### Prompt:
Quote the stretch of the material below from the line containing "Could you point out the green hedge" through the end of the material, reproducing each line word for word.

### Excerpt from the dataset:
+++
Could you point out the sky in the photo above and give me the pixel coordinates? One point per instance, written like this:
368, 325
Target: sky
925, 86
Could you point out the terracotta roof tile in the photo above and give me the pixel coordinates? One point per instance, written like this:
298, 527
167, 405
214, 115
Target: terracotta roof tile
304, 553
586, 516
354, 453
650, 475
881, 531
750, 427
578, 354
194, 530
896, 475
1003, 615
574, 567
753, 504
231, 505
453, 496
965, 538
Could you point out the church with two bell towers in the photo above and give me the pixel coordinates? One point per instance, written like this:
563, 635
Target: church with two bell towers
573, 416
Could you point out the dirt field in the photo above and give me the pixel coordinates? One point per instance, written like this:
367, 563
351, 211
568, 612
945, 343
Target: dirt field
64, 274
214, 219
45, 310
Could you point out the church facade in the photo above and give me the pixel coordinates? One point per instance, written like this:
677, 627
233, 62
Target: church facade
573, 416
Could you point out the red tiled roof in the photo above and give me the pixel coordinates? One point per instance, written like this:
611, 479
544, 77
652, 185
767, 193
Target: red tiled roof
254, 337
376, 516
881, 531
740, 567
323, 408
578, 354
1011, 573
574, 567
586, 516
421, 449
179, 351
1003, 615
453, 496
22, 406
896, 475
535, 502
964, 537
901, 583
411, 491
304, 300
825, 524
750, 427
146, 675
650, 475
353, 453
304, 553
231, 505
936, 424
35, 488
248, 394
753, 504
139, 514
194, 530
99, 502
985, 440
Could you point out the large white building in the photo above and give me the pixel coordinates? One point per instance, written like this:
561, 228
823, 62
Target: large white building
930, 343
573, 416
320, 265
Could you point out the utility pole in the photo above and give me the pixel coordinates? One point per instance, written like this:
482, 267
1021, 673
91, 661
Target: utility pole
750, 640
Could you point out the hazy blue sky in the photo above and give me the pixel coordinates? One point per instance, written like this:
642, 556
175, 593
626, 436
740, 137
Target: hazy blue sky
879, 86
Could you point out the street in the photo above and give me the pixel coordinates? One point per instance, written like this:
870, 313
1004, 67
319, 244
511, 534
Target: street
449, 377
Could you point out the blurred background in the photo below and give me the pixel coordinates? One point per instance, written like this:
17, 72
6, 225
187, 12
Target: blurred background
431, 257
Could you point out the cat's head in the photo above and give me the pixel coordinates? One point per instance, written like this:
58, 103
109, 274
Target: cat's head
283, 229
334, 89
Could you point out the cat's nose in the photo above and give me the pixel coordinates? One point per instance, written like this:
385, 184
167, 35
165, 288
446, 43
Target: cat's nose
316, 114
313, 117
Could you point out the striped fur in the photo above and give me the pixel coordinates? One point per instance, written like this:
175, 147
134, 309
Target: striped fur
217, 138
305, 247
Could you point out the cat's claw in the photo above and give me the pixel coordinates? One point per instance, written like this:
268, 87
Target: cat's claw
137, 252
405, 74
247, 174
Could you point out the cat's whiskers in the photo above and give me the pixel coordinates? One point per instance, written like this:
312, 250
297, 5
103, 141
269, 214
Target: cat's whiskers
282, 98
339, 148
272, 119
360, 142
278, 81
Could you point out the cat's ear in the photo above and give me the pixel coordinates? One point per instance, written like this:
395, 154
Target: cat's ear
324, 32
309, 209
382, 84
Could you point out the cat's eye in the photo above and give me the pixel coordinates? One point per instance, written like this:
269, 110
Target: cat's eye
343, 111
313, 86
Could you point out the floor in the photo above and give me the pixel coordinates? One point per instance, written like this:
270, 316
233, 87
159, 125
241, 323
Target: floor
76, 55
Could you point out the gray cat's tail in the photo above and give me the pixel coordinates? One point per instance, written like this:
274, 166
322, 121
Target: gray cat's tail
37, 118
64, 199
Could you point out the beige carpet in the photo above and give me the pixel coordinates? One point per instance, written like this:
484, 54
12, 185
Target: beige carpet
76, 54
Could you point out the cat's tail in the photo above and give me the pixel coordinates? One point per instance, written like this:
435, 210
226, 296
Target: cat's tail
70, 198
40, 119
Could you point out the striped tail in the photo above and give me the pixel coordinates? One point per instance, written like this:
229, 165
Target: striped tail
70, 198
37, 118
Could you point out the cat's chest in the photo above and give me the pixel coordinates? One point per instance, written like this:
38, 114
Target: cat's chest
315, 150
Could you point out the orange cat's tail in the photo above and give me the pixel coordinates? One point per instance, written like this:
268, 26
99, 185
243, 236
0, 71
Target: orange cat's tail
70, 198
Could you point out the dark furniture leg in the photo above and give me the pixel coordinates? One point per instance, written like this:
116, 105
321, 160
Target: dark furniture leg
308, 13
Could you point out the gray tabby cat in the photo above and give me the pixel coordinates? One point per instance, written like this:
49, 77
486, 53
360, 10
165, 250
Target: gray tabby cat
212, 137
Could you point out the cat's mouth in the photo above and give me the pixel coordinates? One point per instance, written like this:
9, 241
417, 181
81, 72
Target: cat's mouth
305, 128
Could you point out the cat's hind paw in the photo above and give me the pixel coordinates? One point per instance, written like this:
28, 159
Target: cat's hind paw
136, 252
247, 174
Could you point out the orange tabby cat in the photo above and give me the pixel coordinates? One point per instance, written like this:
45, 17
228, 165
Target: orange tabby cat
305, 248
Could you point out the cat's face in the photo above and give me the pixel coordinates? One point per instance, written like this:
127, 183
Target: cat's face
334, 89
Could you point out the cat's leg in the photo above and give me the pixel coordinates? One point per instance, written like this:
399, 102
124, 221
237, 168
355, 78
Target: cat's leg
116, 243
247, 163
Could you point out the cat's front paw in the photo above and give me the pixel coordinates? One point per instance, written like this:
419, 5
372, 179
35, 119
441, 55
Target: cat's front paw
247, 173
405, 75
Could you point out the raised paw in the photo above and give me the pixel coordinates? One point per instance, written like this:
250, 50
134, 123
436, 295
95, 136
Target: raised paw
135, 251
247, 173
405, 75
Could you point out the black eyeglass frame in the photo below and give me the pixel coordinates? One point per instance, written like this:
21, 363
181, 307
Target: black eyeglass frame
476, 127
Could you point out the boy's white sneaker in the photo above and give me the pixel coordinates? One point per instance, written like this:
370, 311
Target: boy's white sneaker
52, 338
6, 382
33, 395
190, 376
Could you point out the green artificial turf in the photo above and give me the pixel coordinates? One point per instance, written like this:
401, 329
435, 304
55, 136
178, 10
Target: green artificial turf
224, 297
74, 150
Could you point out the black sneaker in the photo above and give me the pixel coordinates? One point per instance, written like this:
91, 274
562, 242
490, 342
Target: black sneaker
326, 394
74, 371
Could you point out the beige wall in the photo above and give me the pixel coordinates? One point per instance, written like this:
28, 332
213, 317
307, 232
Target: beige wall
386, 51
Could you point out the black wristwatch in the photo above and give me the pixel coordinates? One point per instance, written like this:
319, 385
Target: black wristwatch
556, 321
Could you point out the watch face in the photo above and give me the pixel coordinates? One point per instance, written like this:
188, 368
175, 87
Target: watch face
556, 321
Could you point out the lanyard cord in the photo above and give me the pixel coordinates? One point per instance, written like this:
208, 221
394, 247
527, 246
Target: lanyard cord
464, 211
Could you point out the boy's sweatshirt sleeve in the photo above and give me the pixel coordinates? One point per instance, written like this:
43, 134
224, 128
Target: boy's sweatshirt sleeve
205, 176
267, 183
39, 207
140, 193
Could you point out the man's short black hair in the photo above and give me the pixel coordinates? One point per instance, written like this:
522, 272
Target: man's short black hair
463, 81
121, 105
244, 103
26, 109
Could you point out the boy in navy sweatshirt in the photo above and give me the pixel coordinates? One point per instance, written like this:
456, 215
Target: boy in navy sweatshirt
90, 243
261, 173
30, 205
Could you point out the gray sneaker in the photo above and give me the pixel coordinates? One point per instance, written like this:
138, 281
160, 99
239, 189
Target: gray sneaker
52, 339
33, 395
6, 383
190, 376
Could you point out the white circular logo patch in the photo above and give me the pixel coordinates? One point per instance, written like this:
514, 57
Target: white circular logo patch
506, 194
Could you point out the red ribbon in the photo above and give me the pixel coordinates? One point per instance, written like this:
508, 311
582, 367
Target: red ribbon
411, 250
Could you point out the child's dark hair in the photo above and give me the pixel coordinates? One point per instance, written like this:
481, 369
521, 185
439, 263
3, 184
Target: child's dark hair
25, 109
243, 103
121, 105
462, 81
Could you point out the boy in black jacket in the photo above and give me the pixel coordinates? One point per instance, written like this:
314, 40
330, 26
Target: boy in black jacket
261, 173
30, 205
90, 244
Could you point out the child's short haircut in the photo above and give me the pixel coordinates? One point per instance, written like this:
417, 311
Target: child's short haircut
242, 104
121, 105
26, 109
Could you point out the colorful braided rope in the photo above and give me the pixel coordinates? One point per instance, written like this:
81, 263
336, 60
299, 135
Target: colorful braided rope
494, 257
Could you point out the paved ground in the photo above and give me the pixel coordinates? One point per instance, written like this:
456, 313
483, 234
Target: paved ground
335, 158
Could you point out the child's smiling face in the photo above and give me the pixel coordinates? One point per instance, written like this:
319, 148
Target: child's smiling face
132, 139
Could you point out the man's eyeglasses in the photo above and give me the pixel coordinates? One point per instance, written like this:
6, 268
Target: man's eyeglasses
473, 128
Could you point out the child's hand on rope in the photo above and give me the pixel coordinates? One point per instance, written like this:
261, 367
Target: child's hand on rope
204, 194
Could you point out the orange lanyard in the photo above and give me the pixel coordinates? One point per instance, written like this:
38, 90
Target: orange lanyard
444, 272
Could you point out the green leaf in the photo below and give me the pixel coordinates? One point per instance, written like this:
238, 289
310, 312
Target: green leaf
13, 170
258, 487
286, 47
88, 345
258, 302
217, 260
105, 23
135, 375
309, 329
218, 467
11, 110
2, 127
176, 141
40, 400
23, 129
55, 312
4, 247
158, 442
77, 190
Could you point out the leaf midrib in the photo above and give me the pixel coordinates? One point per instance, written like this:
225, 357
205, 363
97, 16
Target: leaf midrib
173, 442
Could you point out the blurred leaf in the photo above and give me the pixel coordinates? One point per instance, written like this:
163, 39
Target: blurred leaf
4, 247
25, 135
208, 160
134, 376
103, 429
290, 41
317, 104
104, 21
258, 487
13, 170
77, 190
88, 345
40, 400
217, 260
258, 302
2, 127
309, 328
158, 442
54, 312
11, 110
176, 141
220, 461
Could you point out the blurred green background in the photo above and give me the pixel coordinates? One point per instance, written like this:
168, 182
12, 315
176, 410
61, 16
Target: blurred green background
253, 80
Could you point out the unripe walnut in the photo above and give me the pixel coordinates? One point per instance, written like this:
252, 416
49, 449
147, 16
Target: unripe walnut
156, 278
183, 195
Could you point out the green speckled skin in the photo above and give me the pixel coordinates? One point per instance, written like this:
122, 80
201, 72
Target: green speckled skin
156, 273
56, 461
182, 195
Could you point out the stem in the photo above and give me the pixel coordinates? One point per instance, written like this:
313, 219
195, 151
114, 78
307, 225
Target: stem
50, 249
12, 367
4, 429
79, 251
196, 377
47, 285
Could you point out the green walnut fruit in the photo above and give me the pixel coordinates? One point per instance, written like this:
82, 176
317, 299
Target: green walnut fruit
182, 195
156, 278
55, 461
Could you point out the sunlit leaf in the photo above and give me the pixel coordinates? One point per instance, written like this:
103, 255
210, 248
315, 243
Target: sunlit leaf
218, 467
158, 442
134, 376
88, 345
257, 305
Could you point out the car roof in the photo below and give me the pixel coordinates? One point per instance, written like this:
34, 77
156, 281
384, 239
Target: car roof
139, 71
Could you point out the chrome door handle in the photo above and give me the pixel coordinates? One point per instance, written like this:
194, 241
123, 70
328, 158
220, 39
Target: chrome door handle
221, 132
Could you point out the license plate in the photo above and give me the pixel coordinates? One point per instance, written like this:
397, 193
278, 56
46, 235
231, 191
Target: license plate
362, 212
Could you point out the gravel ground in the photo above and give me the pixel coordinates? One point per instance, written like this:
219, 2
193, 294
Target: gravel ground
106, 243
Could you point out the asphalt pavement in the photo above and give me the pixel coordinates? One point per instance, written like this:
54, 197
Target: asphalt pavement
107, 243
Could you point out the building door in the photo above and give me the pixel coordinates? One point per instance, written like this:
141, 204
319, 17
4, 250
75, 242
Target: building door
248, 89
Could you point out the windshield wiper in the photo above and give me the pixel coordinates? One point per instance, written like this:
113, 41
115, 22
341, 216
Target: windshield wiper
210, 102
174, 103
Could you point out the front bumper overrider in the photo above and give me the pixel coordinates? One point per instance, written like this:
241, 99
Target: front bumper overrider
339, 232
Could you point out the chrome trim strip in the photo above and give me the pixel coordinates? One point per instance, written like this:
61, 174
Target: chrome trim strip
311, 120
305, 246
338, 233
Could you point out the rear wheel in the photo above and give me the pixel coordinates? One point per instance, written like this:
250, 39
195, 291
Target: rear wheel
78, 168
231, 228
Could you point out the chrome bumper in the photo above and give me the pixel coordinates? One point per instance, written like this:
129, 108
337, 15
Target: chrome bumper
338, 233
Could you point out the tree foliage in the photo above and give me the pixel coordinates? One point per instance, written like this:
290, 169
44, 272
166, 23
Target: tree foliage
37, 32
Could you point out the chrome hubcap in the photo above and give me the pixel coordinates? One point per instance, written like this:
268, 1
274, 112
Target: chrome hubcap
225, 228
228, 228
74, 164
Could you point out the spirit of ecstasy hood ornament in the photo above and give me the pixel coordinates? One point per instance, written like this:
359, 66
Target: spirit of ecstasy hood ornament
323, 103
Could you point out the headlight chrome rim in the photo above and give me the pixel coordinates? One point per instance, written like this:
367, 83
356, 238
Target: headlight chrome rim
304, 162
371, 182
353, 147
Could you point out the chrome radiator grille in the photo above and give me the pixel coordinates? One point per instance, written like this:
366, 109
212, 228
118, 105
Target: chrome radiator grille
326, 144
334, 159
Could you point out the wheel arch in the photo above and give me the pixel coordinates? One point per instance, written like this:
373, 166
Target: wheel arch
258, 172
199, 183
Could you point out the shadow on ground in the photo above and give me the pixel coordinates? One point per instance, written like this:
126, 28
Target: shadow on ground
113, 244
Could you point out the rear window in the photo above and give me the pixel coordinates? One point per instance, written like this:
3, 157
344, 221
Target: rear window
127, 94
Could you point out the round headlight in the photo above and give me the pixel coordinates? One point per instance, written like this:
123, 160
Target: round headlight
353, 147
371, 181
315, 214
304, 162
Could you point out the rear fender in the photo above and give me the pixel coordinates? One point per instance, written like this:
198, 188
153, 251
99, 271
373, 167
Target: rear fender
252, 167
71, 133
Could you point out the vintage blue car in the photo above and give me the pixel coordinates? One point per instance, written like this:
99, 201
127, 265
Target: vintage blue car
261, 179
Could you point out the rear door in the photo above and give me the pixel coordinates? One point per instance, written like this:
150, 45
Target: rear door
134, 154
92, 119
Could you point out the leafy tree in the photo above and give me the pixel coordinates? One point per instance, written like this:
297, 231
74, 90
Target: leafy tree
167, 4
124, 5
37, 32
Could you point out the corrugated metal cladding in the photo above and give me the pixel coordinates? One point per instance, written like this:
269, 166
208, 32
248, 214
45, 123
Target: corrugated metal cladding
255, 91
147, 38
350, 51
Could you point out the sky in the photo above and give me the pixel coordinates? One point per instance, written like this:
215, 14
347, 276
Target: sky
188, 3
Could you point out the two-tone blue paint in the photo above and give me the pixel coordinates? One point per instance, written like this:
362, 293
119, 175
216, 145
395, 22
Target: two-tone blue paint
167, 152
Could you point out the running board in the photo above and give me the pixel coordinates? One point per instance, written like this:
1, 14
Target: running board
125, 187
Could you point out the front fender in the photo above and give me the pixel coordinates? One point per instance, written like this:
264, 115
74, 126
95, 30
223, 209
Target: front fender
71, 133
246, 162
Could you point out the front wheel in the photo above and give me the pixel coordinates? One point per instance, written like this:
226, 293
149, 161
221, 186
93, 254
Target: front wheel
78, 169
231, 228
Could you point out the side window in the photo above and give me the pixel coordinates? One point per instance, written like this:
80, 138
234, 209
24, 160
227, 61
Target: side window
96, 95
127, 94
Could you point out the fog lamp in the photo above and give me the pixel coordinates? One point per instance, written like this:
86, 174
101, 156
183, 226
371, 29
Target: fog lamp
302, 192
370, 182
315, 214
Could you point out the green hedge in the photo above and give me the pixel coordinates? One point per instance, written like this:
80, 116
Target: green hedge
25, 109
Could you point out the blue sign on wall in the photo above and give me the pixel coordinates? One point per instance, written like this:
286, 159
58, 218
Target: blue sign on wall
+++
### Written reply:
Could you point out the green hedge in the photo above and give me the pixel coordinates? One point per instance, written like this:
80, 116
Target: green hedge
25, 109
Could you point out the blue sign on wall in the photo above and give me the pixel coordinates? One point per instance, written like this:
286, 159
58, 218
Target: blue sign on wall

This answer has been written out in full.